▶ [SOURCE MATERIAL]
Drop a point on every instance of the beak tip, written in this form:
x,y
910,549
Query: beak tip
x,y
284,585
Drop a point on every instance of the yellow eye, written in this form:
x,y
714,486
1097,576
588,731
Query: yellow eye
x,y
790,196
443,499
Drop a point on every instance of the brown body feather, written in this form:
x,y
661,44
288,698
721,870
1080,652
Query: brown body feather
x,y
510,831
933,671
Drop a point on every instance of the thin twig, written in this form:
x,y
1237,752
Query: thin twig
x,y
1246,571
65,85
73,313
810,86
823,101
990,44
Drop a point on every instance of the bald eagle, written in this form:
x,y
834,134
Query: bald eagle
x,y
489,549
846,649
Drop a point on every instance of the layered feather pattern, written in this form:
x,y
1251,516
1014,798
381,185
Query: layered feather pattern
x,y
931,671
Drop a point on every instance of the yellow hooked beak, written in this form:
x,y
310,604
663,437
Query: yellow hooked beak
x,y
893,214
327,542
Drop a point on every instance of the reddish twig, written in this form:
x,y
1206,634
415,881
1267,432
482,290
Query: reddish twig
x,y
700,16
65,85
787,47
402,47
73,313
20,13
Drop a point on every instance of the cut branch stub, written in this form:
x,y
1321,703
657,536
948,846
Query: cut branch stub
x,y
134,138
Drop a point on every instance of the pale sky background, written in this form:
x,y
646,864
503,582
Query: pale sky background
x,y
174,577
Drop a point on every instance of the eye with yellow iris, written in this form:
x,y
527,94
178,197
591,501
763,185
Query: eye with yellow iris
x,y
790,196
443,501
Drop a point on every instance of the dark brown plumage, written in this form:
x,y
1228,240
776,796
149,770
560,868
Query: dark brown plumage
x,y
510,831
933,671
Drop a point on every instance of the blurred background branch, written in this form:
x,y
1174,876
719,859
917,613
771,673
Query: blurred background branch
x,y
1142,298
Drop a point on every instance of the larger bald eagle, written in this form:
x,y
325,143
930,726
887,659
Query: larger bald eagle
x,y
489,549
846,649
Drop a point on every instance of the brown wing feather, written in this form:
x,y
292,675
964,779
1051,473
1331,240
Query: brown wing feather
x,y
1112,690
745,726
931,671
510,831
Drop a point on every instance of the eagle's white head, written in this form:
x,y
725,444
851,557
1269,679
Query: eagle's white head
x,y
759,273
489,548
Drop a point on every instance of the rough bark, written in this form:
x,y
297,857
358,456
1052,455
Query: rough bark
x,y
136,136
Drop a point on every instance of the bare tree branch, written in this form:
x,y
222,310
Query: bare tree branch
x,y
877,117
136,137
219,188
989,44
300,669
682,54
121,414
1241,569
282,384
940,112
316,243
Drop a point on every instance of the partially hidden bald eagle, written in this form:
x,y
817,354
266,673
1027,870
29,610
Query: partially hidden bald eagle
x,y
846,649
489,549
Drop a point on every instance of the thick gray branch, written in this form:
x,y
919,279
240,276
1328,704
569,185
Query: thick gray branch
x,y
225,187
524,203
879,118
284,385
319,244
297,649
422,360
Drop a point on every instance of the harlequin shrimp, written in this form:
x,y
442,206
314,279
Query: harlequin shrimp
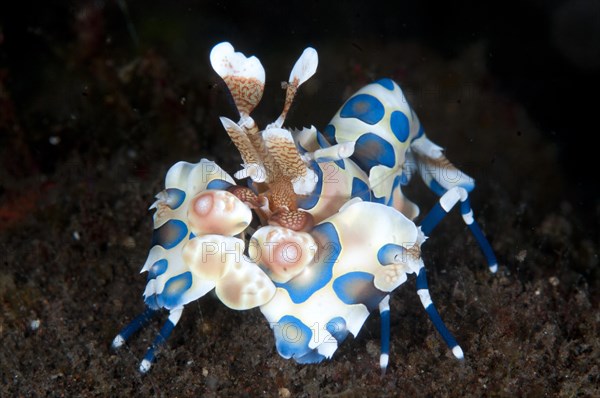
x,y
315,254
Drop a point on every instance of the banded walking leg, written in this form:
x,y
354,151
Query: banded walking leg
x,y
447,201
423,292
384,310
139,322
163,335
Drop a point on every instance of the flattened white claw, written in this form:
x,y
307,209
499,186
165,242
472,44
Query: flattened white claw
x,y
227,62
305,66
244,76
218,212
244,285
282,252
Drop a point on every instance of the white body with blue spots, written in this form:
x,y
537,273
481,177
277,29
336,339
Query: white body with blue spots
x,y
335,234
362,254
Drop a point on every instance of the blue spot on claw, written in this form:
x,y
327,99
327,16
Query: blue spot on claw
x,y
364,107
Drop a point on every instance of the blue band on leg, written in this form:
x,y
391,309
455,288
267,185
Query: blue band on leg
x,y
139,322
160,339
436,319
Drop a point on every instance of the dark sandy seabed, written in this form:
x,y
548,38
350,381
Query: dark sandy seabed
x,y
105,99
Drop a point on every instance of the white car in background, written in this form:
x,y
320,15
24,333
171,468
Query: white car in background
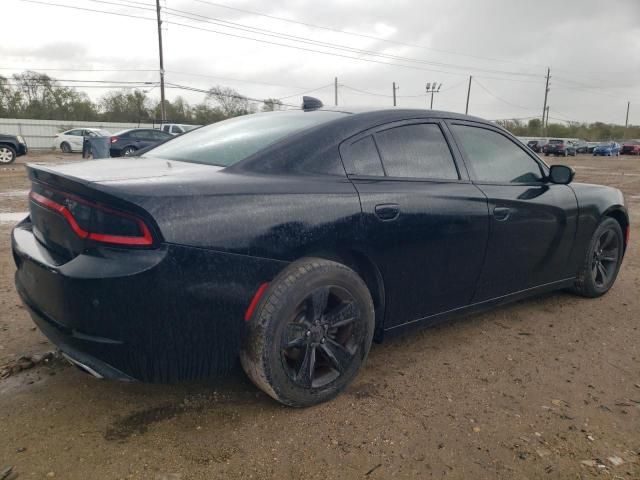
x,y
177,128
71,140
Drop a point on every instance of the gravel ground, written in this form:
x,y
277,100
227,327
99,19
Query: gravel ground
x,y
544,388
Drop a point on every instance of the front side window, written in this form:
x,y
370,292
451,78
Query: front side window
x,y
416,151
495,158
362,156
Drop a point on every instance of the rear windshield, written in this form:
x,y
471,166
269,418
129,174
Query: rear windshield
x,y
230,141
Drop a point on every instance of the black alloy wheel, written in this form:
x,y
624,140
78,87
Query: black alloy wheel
x,y
602,260
310,333
604,264
322,337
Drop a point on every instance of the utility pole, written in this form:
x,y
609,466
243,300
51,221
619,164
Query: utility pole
x,y
626,122
433,88
466,110
546,123
546,93
163,113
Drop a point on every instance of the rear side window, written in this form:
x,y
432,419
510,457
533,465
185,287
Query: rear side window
x,y
230,141
495,158
416,151
362,155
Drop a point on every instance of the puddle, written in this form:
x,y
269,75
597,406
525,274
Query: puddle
x,y
12,217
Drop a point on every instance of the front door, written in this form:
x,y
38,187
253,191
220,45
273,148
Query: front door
x,y
532,221
424,224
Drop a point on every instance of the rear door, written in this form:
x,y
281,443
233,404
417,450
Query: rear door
x,y
424,223
532,221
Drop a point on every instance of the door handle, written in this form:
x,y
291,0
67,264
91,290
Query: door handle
x,y
387,211
501,213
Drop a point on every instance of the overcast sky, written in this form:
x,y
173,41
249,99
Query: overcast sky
x,y
592,48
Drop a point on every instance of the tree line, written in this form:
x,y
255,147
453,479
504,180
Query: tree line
x,y
38,96
597,131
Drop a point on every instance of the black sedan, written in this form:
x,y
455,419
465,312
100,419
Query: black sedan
x,y
292,239
559,147
128,142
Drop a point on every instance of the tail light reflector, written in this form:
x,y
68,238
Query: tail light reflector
x,y
254,301
95,222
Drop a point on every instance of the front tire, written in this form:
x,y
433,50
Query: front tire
x,y
310,334
602,262
7,155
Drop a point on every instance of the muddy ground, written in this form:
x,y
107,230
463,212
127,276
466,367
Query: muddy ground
x,y
544,388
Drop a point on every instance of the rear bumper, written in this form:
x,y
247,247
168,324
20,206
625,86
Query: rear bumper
x,y
160,315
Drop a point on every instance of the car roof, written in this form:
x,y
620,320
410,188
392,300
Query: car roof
x,y
421,112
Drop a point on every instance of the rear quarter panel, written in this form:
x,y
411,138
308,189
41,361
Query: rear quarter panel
x,y
278,217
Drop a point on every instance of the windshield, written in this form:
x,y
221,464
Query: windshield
x,y
230,141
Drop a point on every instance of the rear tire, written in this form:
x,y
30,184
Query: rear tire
x,y
602,261
310,334
7,155
128,151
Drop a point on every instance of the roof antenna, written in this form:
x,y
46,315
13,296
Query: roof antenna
x,y
311,103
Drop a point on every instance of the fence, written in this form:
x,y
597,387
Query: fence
x,y
39,134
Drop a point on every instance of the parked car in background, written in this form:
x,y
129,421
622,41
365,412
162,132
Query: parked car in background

▶ [WORK TO DO] Repeat the data exactly, dropping every picture it holds.

▶ [EXERCISE SOLUTION]
Drop a point on every instance of the beak tip, written in this form:
x,y
910,549
Query: beak tip
x,y
284,585
Drop a point on every instance of the yellow eye, written in this form:
x,y
714,486
1097,576
588,731
Query: yellow eye
x,y
790,196
443,499
Drop a point on every instance of the brown body feather, written in this form:
x,y
661,44
288,698
721,870
1080,652
Query: brown body feather
x,y
510,831
933,671
Drop a point on every instance of the thin twig, written in this form:
x,y
1237,752
Query: thin twig
x,y
1246,571
65,85
73,313
810,86
823,101
990,44
Drop a point on every instance of the bald eagle, written in this form:
x,y
834,134
Query: bald eagle
x,y
489,549
846,649
Drop a point on every instance of the layered feather pattern, written in this form:
x,y
1251,516
1014,798
381,185
Query: layered feather pattern
x,y
931,671
Drop a point on every instance of the yellow hooked beak, written in this form:
x,y
310,604
663,437
Query: yellow hooked beak
x,y
893,214
327,542
Drop a point on every instance of the reddish twig, written in this form:
x,y
1206,634
415,881
1267,432
482,290
Query: reddish twig
x,y
700,16
65,85
787,47
402,47
73,313
20,13
Drop a point on every instance of the cut branch stub, written in this form:
x,y
1321,703
657,536
948,846
Query: cut branch stub
x,y
134,138
Drop a point on every instance of the pale sky background, written in this form:
x,y
646,864
503,582
Query: pale sky background
x,y
174,577
Drop a point on every instance of the eye with yellow iris, written in this form:
x,y
527,94
178,197
591,501
763,185
Query: eye with yellow iris
x,y
790,196
443,501
Drop a point on every instance of the dark brown plumage, written in this form:
x,y
1228,240
776,796
149,770
560,868
Query: dark brown plumage
x,y
510,831
933,671
Drop a point on every instance of the blurred background branch, written in this form:
x,y
1174,876
719,859
917,613
771,673
Query: blurred background branch
x,y
1142,298
Drop a point on every instance of the larger bald eagle, written in this form:
x,y
325,143
930,726
887,659
Query: larger bald eagle
x,y
489,549
846,649
Drop a point on every instance of the brown wing feather, written in this form:
x,y
292,675
964,779
1051,473
1331,240
Query: brown wing feather
x,y
1112,690
745,726
931,671
510,831
Drop a point on every instance of the eagle's white head, written in this form:
x,y
725,444
851,557
1269,679
Query: eagle's white head
x,y
759,273
489,548
Drop a point on every instance of the rough bark, written in this form:
x,y
297,857
358,456
1052,455
Query: rough bark
x,y
136,136
Drop a point on every instance of the bare tree branch, written in this form:
x,y
222,310
Query: bare tree branch
x,y
877,117
136,137
219,188
989,44
300,669
682,54
121,414
1241,569
282,384
940,112
316,243
Drop a point on every instance of the partially hidden bald eagle, written in this form:
x,y
817,354
266,673
1027,870
29,610
Query: partially hidden bald eagle
x,y
846,649
489,549
Drop a point on every instance of the thick gray branch, written in this form:
x,y
919,279
240,276
1328,704
569,185
Query: thick gray branch
x,y
225,187
524,203
879,118
284,385
319,244
297,649
422,360
Drop a point on every instance of the harlequin shrimp, written in this form:
x,y
442,206
314,279
Query: harlequin shrimp
x,y
315,254
Drop a point on every instance of the banded walking leg, written in this form:
x,y
354,151
Query: banded walking leg
x,y
447,201
423,292
384,310
139,322
163,335
Drop a point on every instance of the flattened white claw, written in this form:
x,y
307,209
499,186
165,242
472,44
Query: flattened white claw
x,y
227,62
305,66
244,76
218,212
244,285
282,252
Drop a point on every instance of the white body with blue spots, written in this form:
x,y
537,273
481,177
277,29
336,339
Query: white body with blue spots
x,y
335,234
362,254
Drop a point on every instance of the blue spot on claw, written in this form:
x,y
327,99
327,16
Query: blue spot on claw
x,y
364,107
Drop a point on every instance of the blue band on leg, written in this form:
x,y
391,309
455,288
267,185
Query: blue band on leg
x,y
139,322
160,339
436,319
Drop a point on every instance of the dark sandy seabed, written in this form:
x,y
548,38
350,381
Query: dark sandy seabed
x,y
105,99
Drop a point on every instance of the white car in background, written in this form:
x,y
320,15
24,333
171,468
Query: white car in background
x,y
177,128
71,140
Drop a point on every instance of the gravel ground, written in this form:
x,y
277,100
227,327
99,19
Query: gravel ground
x,y
544,388
Drop a point on every instance of the front side window, written in this form:
x,y
370,292
451,78
Query: front side window
x,y
416,151
495,158
362,156
Drop a point on every instance of the rear windshield, written in this form:
x,y
471,166
269,418
129,174
Query: rear windshield
x,y
230,141
Drop a point on every instance of the black alloy wheel, written in this form:
x,y
624,140
78,87
Query: black alloy wheel
x,y
602,260
310,333
604,264
322,337
Drop a point on every instance of the utility pole, written in this form:
x,y
609,466
243,300
51,221
619,164
Query: utility pole
x,y
626,122
433,88
466,110
546,123
546,93
163,113
Drop a point on every instance of the rear side window, written in this form:
x,y
432,419
510,457
533,465
185,287
Query: rear side window
x,y
230,141
495,158
416,151
362,155
Drop a point on every instance of the puddle, written in this form:
x,y
269,75
597,406
525,274
Query: puddle
x,y
12,217
Drop a point on every instance of the front door, written in this form:
x,y
38,187
253,191
220,45
273,148
Query: front door
x,y
532,221
424,224
Drop a point on every instance of the rear door, written in this form:
x,y
281,443
233,404
417,450
Query: rear door
x,y
424,223
532,221
Drop a point on every instance of the door handle, written in this form:
x,y
291,0
67,264
91,290
Query: door handle
x,y
387,211
501,213
Drop a point on every instance of the overcast sky, written in this form:
x,y
173,41
249,99
Query: overcast sky
x,y
592,48
Drop a point on every instance of the tree line, written in this form:
x,y
255,147
453,479
504,180
Query: tree line
x,y
38,96
597,131
Drop a point on every instance of the black sedan, written in this form:
x,y
455,419
465,312
100,419
Query: black sedan
x,y
292,239
559,147
128,142
Drop a point on every instance of the tail light reflector, written in this form:
x,y
68,238
Query: tail light reflector
x,y
254,301
95,222
Drop a point on every instance of the front tire, written in this form:
x,y
433,50
Query: front tire
x,y
310,334
602,262
7,155
Drop a point on every instance of the muddy ground, written in this form:
x,y
107,230
463,212
127,276
466,367
Query: muddy ground
x,y
544,388
Drop a point on every instance of the rear bumper, written in this form:
x,y
247,247
168,324
20,206
625,86
Query: rear bumper
x,y
160,315
Drop a point on every instance of the car roof, written in this form:
x,y
620,320
410,188
392,300
Query: car roof
x,y
421,112
Drop a point on every instance of the rear quarter panel, written in this form:
x,y
411,138
308,189
41,361
Query: rear quarter panel
x,y
278,217
Drop a point on every instance of the windshield, written in this form:
x,y
221,464
Query: windshield
x,y
230,141
Drop a point on every instance of the rear tire, written in this form:
x,y
30,184
Query: rear tire
x,y
602,261
310,334
7,155
128,151
Drop a point on every instance of the roof antenna, written in this form:
x,y
46,315
13,296
Query: roof antenna
x,y
311,103
Drop a point on every instance of the fence, written in this form:
x,y
597,387
Query: fence
x,y
39,134
Drop a point on every instance of the parked car in background, written in this form:
x,y
129,421
622,41
365,412
162,132
Query: parked car in background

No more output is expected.